• _SET TASKS_
a: In the news excerpt about Pamuk's trial, under which article of the revised penal code is Pamuk being tried?
b: Extend the news excerpt about Pamuk's trial and Turkey's bid to join the European Union, starting after its final sentence.

Pamuk is already on trial under Article 301 of the
revised penal code for telling a Swiss newspaper
that no one dared discuss the alleged massacre of a
million Armenians 90 years ago and the deaths of
30,000 Kurds in the past two decades.
The issue of freedom of speech has dogged every
stage of Turkey's efforts to join the European
Union. While the EU agreed to start entry talks with
Turkey in October, such court cases are likely to
hinder Ankara's progress towards full membership.
Nihat Tuna of publishers Iletisim Yayinlari said the
prosecutor of an Istanbul court which charged Pamuk
for denigrating Turkish identity had begun an
investigation under the same article.

• _AVAILABLE DATA_
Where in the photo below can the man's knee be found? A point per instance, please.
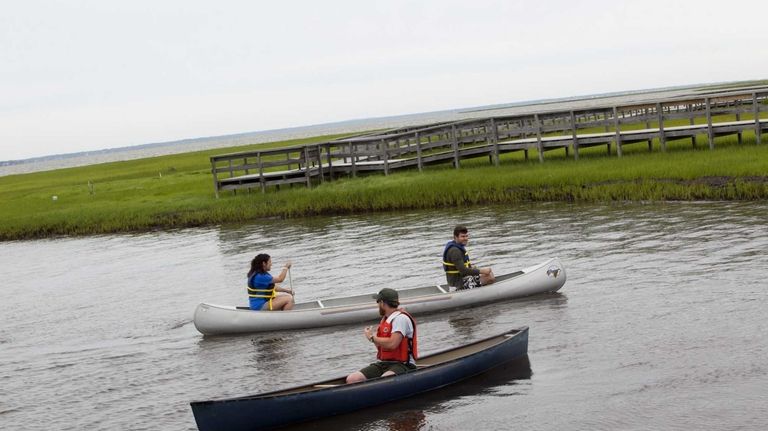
(356, 377)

• _THE RESULTS_
a: Article 301

b:
"This is a preliminary investigation. It does not
mean that another case against Pamuk will be
launched," Tuna told Reuters. |

Turkish novelist Orhan Pamuk
Photo: AFP |
Daily Vatan said the nationalist Lawyers Unity
Association called on prosecutors to charge Pamuk
under Article 301, which punishes insulting Turkish
identity, the army and parliament with up to three
years in jail, in an interview with the daily Die
Welt.
The 53-year-old author of best-sellers "My Name is
Red" and "Snow" is seen by many as a Nobel
Literature Prize contender. His novels deal with the
clash between past and present and the values of
East and West from the point of view of a bourgeois
intellectual.
The same court has opened a case against an
Armenian-Turkish journalist for his comments on a
previous six-month sentence it gave him for
denigrating Turkish identity.
The lawyers said on Sunday the same court had opened
a case over their demand against Hrant Dink,
editor-in-chief of the bilingual Turkish and
Armenian weekly Agos published in Istanbul, and
three other Agos journalists on grounds that they
allegedly "tried to influence the judiciary" through
editorials in the weekly.
If convicted, the four journalists face jail terms
of between nine months to 4-1/2 years if convicted.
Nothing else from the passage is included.